▸ PROMPT:
Write out the whole guide to Covid-safe gym workouts word for word.

▸ QUOTED PASSAGE:
=== Begin Enclosure ===

A guide to Covid-safe gym workouts and fitness classes – what you can, can’t, and shouldn’t do

Salvation is nigh! Gyms are reopening as of 25 July, and already that lockdown paunch you’ve been protecting over the past few months is packing its bags. It’s time to get fit again. 

Of course, the reopening of gyms in the ‘new normal’ is going to herald a different type of workout space. Covid-friendly gyms will probably have fewer banks of treadmills and exercise bikes; some equipment will have to be cleared away to make sure people can work out while socially distant. Although gyms are not one of the places listed by the government where people need to wear a mask, some gyms may implement the use of them in certain areas. 

Fitness enthusiasts will have to change their behaviour to keep themselves and others safe. Gym etiquette is a contentious issue at the best of times and in the age of Covid it’s only going to become more so. 

So, once you’ve booked your gym session (yep, all visits to the gym, not just for classes, will need to be arranged in advance), what do you need to know? Here’s how to conduct yourself safely on your journey around the gym floor. 

At the weights

This is arguably where the biggest changes in gym etiquette will be necessary, because the weights section is where you’re likely to have the most contact with shared surfaces. If one person has just used a dumbbell, in theory, that dumbbell could be a ‘vector of disease’ for the next 48 hours – or until it’s cleaned.

“Gyms will have additional wipes and antibacterial sprays available,” says Dr Simran Deo from UK-based online doctor Zava UK. “Try to use these before and after you use each bit of equipment to help protect yourself and others. Throw disposable towels or wipes straight in the bin after using them, and wash your hands after handling.”

=== End Enclosure ===

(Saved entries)
=== Begin Enclosure ===

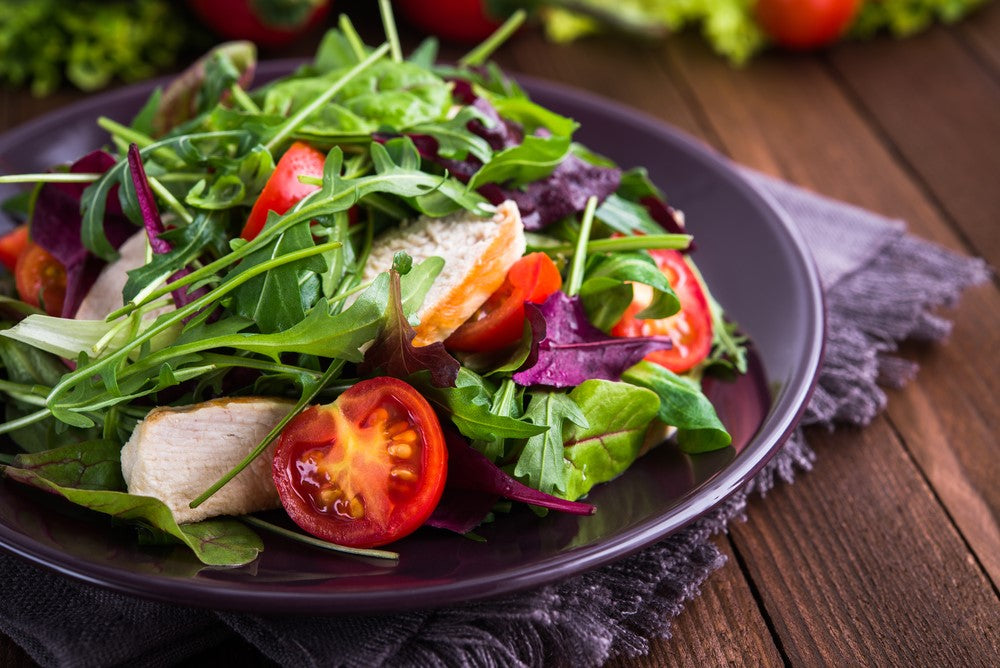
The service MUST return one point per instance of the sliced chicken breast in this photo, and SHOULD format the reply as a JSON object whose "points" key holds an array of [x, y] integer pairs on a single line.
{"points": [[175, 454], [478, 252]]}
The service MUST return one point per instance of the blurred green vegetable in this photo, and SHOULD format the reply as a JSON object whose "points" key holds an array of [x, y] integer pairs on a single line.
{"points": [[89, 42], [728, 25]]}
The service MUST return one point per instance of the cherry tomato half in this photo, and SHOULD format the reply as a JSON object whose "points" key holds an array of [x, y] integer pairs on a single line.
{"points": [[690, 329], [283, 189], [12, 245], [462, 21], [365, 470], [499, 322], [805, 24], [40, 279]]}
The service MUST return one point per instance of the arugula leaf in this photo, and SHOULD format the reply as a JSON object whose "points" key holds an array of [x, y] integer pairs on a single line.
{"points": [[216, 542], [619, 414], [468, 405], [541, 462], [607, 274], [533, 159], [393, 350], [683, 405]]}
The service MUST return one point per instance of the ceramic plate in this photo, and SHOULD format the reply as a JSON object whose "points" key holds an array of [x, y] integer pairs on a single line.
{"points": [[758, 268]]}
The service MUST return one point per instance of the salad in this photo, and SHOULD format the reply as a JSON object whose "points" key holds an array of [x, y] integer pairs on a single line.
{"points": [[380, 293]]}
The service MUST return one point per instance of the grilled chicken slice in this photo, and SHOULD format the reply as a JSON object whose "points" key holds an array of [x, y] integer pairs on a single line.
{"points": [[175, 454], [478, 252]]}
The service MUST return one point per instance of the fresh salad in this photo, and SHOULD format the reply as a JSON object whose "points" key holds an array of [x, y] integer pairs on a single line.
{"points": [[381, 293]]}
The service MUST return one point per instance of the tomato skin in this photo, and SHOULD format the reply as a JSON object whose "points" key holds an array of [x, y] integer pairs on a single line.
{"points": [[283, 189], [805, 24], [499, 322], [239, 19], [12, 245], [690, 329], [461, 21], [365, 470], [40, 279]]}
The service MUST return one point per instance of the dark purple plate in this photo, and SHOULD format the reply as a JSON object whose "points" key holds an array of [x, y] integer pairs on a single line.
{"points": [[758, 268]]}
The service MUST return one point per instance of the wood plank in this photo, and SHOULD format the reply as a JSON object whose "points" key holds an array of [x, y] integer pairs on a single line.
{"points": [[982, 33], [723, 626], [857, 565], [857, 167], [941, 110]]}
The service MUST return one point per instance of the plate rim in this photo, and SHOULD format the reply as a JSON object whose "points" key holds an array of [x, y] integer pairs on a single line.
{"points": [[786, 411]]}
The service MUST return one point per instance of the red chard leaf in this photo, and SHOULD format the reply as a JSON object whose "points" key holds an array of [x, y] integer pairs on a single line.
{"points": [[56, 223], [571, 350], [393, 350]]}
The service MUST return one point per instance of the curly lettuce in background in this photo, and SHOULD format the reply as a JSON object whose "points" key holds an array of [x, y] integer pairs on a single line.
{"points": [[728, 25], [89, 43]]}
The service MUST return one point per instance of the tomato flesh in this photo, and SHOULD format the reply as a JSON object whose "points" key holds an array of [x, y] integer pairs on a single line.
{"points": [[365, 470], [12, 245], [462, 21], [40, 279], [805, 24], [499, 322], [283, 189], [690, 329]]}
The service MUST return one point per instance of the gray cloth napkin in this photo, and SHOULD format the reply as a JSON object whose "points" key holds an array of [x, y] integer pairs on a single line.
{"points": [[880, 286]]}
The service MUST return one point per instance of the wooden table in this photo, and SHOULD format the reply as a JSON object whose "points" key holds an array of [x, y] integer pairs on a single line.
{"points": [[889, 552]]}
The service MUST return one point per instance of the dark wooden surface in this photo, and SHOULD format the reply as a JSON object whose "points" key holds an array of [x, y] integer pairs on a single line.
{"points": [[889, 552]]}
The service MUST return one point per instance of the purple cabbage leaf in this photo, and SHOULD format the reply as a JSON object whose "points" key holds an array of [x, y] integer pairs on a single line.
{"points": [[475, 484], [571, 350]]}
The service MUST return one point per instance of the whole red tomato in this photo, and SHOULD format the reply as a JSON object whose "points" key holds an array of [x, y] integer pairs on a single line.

=== End Enclosure ===

▸ REPLY TO THE EXERCISE:
A guide to Covid-safe gym workouts and fitness classes – what you can, can’t, and shouldn’t do

Salvation is nigh! Gyms are reopening as of 25 July, and already that lockdown paunch you’ve been protecting over the past few months is packing its bags. It’s time to get fit again. 

Of course, the reopening of gyms in the ‘new normal’ is going to herald a different type of workout space. Covid-friendly gyms will probably have fewer banks of treadmills and exercise bikes; some equipment will have to be cleared away to make sure people can work out while socially distant. Although gyms are not one of the places listed by the government where people need to wear a mask, some gyms may implement the use of them in certain areas. 

Fitness enthusiasts will have to change their behaviour to keep themselves and others safe. Gym etiquette is a contentious issue at the best of times and in the age of Covid it’s only going to become more so. 

So, once you’ve booked your gym session (yep, all visits to the gym, not just for classes, will need to be arranged in advance), what do you need to know? Here’s how to conduct yourself safely on your journey around the gym floor. 

At the weights

This is arguably where the biggest changes in gym etiquette will be necessary, because the weights section is where you’re likely to have the most contact with shared surfaces. If one person has just used a dumbbell, in theory, that dumbbell could be a ‘vector of disease’ for the next 48 hours – or until it’s cleaned.

“Gyms will have additional wipes and antibacterial sprays available,” says Dr Simran Deo from UK-based online doctor Zava UK. “Try to use these before and after you use each bit of equipment to help protect yourself and others. Throw disposable towels or wipes straight in the bin after using them, and wash your hands after handling.”